Leslie and I first met when we showed together almost exactly a year ago, but I had in the months prior to that already been checking out her website and getting to know her fascinating work. I love work that surprises me and makes me think in a different way, and that is exactly what she achieves. And I am obsessed when work can’t quite be defined as one thing. It’s drawing, it’s installation, it’s fiber…it’s amazing. I hope you enjoy getting to know more about her work and process as much as I have!
We share a love for words and language, but for you, it is on a whole other level. How many languages do you speak? Are there any favorite words or phrases that you have that have one meaning in one language or context, and another in another language or context? (for instance I keep thinking of Cézanne and how he would do that between French and English with some of his titles.)
My love of language comes from my family, from growing up in a home where more than one language was spoken. My father’s native language was Dari, a dialect of Persian spoken in Afghanistan. I did not learn it as a child, but did learn many words and phrases, and developed a fascination with and respect for the multiple ways one might express oneself. I have studied many languages, including Persian, Portuguese, French, Italian, and Latin, but Spanish is the only language other than English that I feel I can speak somewhat fluently.
My favorite words change frequently.
I do enjoy pondering common words, and the way in which their meanings might be distributed in different languages. For example, in English, there is one verb “to be,” while in Spanish, the meanings encompassed in that one English verb are expressed in two verbs: “ser” and “estar.” As a teacher of Spanish to English speakers, that is one of my favorite points of grammar, and one that I have also enjoyed exploring through my work. It is so essential (!), and beautiful to contemplate.
One of the things I loved learning about your work was the rhythmic aspect to it as well. It wasn't just the words or double meanings language can provide, but it was the way in which we say them, the sounds themselves that come out of our mouths. I found it fascinating. Can you describe that a little, how and why this aspect came to develop in your work? Did you ever have a musical background? If not, do you ever listen to music while you work?
That aspect of my work, in the pieces where I use the marking tags and text, comes directly from my interest in the sound patterns of language, rather than from music. Each language has its own patterns of construction; of sequencing vowels and consonants that constitute syllables, words and larger units of meaning. When I create one of these text-generated pieces, I mark specific groups of vowels or consonants, or nouns, verbs, conjunctions, etc. The patterns of the marking tags thus foreground and highlight the underlying patterns of the grammar.

**DATA SECTION**.
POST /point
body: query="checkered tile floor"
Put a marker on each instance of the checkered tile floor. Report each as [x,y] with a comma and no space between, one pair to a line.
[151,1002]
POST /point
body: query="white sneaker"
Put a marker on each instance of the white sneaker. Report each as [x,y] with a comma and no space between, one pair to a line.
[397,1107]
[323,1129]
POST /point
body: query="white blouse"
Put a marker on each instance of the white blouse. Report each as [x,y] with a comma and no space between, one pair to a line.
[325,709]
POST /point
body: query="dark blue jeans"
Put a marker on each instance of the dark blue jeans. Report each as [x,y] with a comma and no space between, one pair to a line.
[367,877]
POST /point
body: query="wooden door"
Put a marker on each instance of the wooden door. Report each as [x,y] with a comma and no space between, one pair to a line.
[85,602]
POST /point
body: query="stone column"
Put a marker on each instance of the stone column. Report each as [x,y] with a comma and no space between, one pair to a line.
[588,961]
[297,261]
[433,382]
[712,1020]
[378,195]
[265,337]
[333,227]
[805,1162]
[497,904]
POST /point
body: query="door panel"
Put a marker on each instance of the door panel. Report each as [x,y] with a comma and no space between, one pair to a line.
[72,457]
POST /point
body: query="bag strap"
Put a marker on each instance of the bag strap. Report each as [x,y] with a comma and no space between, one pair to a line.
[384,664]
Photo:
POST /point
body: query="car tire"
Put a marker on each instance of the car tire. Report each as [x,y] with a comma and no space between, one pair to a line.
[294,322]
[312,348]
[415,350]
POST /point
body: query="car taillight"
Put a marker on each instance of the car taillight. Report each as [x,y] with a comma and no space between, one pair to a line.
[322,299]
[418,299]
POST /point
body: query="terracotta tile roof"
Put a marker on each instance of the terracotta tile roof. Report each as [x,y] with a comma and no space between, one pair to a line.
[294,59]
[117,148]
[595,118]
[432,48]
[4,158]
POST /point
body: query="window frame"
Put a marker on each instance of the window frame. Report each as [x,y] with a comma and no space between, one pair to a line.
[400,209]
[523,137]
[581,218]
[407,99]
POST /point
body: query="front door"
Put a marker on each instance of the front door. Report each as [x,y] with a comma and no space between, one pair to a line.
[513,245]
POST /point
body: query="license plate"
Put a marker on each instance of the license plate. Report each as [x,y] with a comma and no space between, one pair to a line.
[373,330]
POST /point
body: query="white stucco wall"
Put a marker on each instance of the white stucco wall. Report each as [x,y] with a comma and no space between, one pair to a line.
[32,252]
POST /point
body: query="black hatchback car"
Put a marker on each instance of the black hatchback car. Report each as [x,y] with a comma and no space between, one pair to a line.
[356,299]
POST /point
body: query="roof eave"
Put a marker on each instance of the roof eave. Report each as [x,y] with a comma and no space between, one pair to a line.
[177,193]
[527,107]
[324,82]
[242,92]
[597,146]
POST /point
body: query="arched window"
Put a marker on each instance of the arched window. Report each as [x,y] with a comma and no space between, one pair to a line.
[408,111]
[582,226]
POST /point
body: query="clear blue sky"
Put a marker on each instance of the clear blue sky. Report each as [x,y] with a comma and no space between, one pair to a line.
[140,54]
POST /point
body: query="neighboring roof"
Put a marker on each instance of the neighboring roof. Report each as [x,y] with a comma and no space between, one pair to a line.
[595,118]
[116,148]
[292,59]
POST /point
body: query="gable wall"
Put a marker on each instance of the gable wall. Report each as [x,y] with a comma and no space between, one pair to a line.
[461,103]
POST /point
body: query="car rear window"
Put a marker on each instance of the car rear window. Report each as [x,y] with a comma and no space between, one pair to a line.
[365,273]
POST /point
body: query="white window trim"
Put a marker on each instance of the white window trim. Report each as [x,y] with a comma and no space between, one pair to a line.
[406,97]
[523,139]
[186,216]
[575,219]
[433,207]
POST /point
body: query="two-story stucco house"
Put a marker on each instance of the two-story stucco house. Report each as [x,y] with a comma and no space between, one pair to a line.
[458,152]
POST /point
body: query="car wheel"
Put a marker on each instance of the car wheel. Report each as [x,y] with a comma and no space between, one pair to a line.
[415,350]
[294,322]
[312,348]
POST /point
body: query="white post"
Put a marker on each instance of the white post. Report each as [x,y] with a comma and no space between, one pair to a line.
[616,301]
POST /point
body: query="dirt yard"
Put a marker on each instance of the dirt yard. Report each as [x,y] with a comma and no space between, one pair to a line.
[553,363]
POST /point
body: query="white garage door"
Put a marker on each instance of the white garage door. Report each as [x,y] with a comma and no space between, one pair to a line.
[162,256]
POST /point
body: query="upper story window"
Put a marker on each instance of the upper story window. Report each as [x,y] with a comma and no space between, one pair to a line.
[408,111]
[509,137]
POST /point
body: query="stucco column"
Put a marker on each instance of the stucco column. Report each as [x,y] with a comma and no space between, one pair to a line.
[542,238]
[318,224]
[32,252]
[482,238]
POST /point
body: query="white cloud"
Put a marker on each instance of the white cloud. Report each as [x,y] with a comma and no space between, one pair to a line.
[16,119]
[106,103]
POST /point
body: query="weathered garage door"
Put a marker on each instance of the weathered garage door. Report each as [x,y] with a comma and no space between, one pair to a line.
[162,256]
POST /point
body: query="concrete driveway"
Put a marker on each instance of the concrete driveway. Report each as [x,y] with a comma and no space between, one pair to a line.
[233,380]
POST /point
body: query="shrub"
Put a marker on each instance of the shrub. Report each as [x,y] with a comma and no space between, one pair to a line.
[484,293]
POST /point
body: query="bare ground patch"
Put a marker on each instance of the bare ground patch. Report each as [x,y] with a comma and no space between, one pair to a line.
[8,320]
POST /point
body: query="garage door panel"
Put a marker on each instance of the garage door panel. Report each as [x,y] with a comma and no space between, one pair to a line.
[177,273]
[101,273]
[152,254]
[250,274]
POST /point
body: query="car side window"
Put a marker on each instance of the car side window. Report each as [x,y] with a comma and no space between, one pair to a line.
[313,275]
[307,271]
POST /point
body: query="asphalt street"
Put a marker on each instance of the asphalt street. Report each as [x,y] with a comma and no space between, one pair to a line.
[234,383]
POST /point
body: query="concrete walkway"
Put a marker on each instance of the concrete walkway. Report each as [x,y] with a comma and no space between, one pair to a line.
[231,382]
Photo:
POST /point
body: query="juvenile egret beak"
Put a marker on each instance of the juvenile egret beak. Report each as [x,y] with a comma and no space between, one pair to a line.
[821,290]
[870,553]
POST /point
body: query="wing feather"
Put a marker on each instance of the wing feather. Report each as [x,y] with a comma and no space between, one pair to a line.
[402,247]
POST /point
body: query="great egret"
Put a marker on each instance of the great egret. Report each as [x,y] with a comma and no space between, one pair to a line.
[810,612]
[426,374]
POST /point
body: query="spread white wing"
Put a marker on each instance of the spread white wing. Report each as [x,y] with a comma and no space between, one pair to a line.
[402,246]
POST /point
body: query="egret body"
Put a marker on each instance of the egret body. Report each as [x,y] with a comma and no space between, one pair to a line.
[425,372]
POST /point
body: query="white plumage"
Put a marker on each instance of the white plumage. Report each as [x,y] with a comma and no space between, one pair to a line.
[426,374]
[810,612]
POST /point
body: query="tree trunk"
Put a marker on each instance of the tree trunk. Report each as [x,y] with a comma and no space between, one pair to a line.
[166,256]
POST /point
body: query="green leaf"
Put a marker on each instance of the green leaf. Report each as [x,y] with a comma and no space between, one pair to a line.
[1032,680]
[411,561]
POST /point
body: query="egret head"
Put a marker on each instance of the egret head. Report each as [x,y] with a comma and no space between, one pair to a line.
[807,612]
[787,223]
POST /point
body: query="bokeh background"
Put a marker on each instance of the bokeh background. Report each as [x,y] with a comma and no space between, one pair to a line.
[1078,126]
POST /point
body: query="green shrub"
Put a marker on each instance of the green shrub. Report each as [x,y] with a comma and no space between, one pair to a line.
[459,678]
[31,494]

**GOAL**.
Write out the passage of the artist interview above word for word, from "Leslie and I" to "much as I have!".

**THE RESPONSE**.
Leslie and I first met when we showed together almost exactly a year ago, but I had in the months prior to that already been checking out her website and getting to know her fascinating work. I love work that surprises me and makes me think in a different way, and that is exactly what she achieves. And I am obsessed when work can’t quite be defined as one thing. It’s drawing, it’s installation, it’s fiber…it’s amazing. I hope you enjoy getting to know more about her work and process as much as I have!